▶ _RECORDED DATA_

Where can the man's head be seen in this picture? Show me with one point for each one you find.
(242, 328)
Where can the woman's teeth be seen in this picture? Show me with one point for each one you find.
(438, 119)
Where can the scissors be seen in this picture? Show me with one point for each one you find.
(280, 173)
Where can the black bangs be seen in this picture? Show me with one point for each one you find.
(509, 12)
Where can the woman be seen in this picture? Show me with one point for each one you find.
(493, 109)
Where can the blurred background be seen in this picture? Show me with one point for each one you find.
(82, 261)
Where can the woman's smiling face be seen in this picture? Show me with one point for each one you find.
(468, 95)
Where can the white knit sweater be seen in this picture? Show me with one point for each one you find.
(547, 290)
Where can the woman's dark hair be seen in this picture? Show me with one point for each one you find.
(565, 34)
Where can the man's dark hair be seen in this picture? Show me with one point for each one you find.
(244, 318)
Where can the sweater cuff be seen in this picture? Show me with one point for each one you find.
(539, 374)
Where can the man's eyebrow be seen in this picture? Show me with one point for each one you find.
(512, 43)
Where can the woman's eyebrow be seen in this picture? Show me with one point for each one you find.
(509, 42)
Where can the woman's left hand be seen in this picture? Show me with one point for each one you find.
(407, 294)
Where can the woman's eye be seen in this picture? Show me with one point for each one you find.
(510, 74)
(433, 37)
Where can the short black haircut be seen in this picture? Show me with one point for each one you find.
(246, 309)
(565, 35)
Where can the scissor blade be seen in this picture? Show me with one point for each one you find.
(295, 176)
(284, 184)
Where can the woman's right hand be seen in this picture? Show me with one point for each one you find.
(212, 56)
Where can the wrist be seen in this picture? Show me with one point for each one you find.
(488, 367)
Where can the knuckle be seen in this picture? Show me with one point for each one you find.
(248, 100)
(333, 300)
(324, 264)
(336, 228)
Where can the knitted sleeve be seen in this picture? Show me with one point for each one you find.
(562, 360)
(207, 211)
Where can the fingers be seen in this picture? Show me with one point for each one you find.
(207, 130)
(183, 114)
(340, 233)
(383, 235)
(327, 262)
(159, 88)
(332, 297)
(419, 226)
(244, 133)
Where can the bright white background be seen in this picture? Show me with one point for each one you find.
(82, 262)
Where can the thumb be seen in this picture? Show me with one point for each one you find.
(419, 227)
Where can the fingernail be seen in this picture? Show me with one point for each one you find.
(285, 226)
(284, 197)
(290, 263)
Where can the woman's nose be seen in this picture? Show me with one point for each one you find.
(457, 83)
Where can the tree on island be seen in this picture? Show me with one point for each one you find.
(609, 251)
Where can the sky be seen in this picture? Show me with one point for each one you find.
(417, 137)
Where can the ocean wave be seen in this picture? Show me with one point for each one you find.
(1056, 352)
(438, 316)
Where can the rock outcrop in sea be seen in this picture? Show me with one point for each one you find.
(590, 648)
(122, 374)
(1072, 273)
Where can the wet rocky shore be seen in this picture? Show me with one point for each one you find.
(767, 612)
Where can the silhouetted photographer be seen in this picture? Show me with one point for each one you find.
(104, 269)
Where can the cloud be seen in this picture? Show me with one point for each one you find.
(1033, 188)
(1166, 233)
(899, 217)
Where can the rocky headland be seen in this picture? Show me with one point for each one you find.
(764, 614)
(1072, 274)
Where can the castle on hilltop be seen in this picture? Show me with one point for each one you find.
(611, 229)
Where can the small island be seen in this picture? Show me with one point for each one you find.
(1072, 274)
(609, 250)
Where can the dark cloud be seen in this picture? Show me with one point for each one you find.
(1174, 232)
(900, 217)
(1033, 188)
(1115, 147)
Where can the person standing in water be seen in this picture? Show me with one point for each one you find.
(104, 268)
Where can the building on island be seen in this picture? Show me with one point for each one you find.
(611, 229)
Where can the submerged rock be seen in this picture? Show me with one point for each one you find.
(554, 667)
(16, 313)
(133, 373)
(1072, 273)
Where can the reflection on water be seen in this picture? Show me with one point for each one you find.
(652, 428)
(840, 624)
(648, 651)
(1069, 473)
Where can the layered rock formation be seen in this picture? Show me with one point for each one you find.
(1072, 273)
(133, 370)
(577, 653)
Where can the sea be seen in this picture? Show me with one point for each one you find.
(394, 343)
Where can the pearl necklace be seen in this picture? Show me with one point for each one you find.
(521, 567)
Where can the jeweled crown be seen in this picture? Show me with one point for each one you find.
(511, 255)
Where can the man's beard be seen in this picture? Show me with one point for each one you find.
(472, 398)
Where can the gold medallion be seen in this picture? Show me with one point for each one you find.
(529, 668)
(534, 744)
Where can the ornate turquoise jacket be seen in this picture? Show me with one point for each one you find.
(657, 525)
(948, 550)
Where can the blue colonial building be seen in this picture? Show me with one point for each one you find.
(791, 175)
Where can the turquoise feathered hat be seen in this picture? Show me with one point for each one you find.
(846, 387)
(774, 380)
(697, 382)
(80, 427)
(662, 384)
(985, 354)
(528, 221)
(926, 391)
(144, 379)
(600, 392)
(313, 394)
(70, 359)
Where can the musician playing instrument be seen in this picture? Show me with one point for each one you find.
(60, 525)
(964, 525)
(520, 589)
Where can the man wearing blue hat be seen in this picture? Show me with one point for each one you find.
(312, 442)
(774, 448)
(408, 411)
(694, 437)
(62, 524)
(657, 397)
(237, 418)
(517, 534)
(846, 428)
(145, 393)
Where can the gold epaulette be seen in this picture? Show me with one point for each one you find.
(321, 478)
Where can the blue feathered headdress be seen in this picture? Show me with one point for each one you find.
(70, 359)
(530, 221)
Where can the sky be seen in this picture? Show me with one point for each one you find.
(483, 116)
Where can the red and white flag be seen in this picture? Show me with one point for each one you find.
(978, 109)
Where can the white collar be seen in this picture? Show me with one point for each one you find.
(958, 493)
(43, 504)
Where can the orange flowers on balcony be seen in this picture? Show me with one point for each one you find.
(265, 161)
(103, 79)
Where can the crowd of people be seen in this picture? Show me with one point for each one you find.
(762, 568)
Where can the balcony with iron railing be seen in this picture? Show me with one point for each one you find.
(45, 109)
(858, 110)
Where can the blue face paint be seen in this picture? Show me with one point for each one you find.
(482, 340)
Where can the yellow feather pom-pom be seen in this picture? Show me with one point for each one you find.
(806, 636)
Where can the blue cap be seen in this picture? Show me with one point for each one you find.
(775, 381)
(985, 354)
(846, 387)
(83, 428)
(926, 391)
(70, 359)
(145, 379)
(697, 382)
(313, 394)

▶ _AIM OF THE TASK_
Print the entire listing above once more, with nothing changed.

▶ _ANSWER AREA_
Where can the man's head be seen in this picture? Show me with one point for each one you find.
(242, 328)
Where can the woman's teeth be seen in this picture? Show me with one point for each one you find.
(438, 119)
Where can the scissors be seen in this picture? Show me with one point for each one you find.
(280, 173)
Where can the black bangs be seen in this picture? Show me with one point for each one you find.
(509, 12)
Where can the woman be seen in this picture? Show me with one point for each one you find.
(493, 109)
Where can the blurred background be seen in this picture? Show me with one point for each one you find.
(82, 261)
Where can the woman's smiling face be seen in this picture? Show me with one point for each one you find.
(468, 95)
Where can the white knit sweater be seen in this picture? Show me with one point for each one you find.
(547, 290)
Where can the woman's dark hair be seen in this picture? Show me with one point for each one you find.
(565, 34)
Where can the man's dark hair be seen in this picture? Show me with one point for each one you find.
(244, 318)
Where can the sweater cuff be seen in this picture? Show me with one point for each one you find.
(539, 374)
Where can the man's eyebrow be seen in this picture? Show me with one point for each one you find.
(512, 43)
Where can the woman's eyebrow be seen in this picture? Show me with one point for each one you find.
(509, 42)
Where can the woman's left hand be seen in this picture? Show me with one point for each one you find.
(407, 294)
Where can the woman's eye be seen in this picture? Show me with one point for each one you find.
(510, 74)
(433, 37)
Where can the short black haircut be seen in this picture? Show me with one point for each one you find.
(246, 309)
(565, 35)
Where can the scissor blade be seen in this picture? Show me with one point for each one you find.
(295, 176)
(284, 184)
Where can the woman's right hand be seen in this picture? Show me with one point for each one you find.
(212, 56)
Where can the wrist be seen in this picture? Show me with one point for each one you find.
(488, 367)
Where can the knuckle be seen in this picture? Show me with one point for each one you find.
(248, 100)
(333, 300)
(324, 264)
(336, 228)
Where can the knitted sleeve be seen in this picture? Show me with one point for each one you find.
(562, 360)
(207, 211)
Where can the fingers be seen in this picture? Show me with one point for each one you find.
(207, 130)
(183, 114)
(340, 233)
(383, 235)
(327, 262)
(159, 88)
(332, 297)
(419, 226)
(244, 133)
Where can the bright white background be seen in this picture? Show me with one point for each one you find.
(82, 262)
Where can the thumb be seen in this picture? Show me with one point for each one you find.
(419, 227)
Where can the fingernail be seen in this picture? Show me with one point for each one you find.
(285, 226)
(284, 197)
(290, 263)
Where can the woman's nose be seen in this picture? Show me with one point for each one you find.
(457, 83)
Where can the tree on island be seen in this picture? Show me with one point for each one you find.
(609, 251)
Where can the sky be seen in this picture? Show me with one point for each one you find.
(417, 137)
Where can the ocean wave be seen in this picture? Show me with one point for each one you find.
(1056, 352)
(438, 316)
Where can the rock outcrop in sea be seen in this picture? Show me with one point for each one you find.
(590, 648)
(122, 374)
(1072, 273)
Where can the wet rocky shore be seen in this picture? Show me with one point for each one you find.
(767, 612)
Where can the silhouetted photographer be seen in this picture? Show me with one point for each one you find.
(104, 269)
Where can the cloud be seen in this picture? Show me with one point for each one you find.
(1033, 188)
(1166, 233)
(899, 217)
Where can the rocky headland be seen in this picture? Show me with one point for each one you find.
(764, 614)
(1072, 274)
Where can the castle on hilltop be seen in this picture? Show me with one point for each one you find.
(611, 229)
Where can the small island be seen in this picture? Show me with one point for each one you find.
(1072, 274)
(609, 250)
Where can the dark cloud be seen in this picture? Show me with one point for each one you find.
(1174, 232)
(900, 217)
(1033, 188)
(1115, 147)
Where can the person standing in water be seen in this picture? Show me with one point for each one you find.
(104, 268)
Where can the building on island be seen in this picture? Show me with one point for each one you find.
(611, 229)
Where can the submerged rock be seen in this picture? Show me with one point for each one you find.
(554, 667)
(16, 313)
(133, 373)
(1072, 273)
Where can the reflection on water be seen in this picture? Show me with one point for each one you find.
(652, 428)
(840, 624)
(648, 651)
(1069, 473)
Where can the layered rock formation be seen in this picture? Show me with one point for each one you find.
(1072, 273)
(133, 370)
(577, 653)
Where can the sea be seen in this picture? Show me with one point for each one you find.
(394, 343)
Where can the pearl necklace be seen in this picture? Show me with one point for each one you find.
(521, 567)
Where can the jeweled crown be seen in this picture? Show me with one point for each one you find.
(511, 255)
Where can the man's beard be seen in this picture? Show me with one point for each one you find.
(472, 398)
Where can the gold medallion be seen in this picture? Show me with one point for each one you find.
(529, 668)
(534, 744)
Where can the ornate turquoise jacket be seen in this picture? Show me with one point for each one you find.
(657, 525)
(948, 550)
Where can the blue colonial building be seen in this picture? Show me with one point for each one you find.
(791, 175)
Where can the turquoise feathered hat be seen in this picture? Show me with one point for each one you find.
(846, 387)
(774, 380)
(697, 382)
(80, 427)
(662, 384)
(985, 354)
(528, 221)
(926, 391)
(144, 379)
(600, 392)
(313, 394)
(70, 359)
Where can the musician playing instrument be seen in this picture? Show me with one point for each one you find.
(60, 525)
(964, 525)
(520, 589)
Where can the man wearing blue hat be seen in this picture? Show me with one point for each one you find.
(312, 442)
(774, 448)
(408, 411)
(694, 437)
(62, 524)
(657, 397)
(237, 418)
(517, 534)
(846, 428)
(145, 393)
Where can the gold epaulette be seen in this picture? Show me with one point for each one you find.
(321, 478)
Where can the blue feathered headdress be seen in this picture? Show me with one point for each one you find.
(70, 359)
(530, 221)
Where can the sky be seen in this picture? Show me with one point for each one you find.
(483, 116)
Where can the red and white flag be seen in this picture? Show me with one point for each one you find.
(978, 109)
Where can the white collar be seen in this picture? Show me with one point for each one you find.
(958, 493)
(43, 504)
Where can the orange flowers on balcony be seen in this picture? Show me with one point for each one you find.
(265, 161)
(103, 79)
Where can the crowd of people be seen in this picture? Show me with one point for each one you find.
(762, 568)
Where can the balcony with iron railing be seen in this picture? Show me with one point for each one you find.
(45, 109)
(858, 110)
Where can the blue face paint be seen in this picture? Show me with one point for each one you find.
(482, 340)
Where can the yellow feather pom-pom be seen in this picture? Show me with one point for each one you find.
(806, 636)
Where can the blue cap be seen in this picture? Show me with one point for each one you find.
(775, 381)
(985, 354)
(846, 387)
(83, 428)
(926, 391)
(70, 359)
(145, 379)
(697, 382)
(313, 394)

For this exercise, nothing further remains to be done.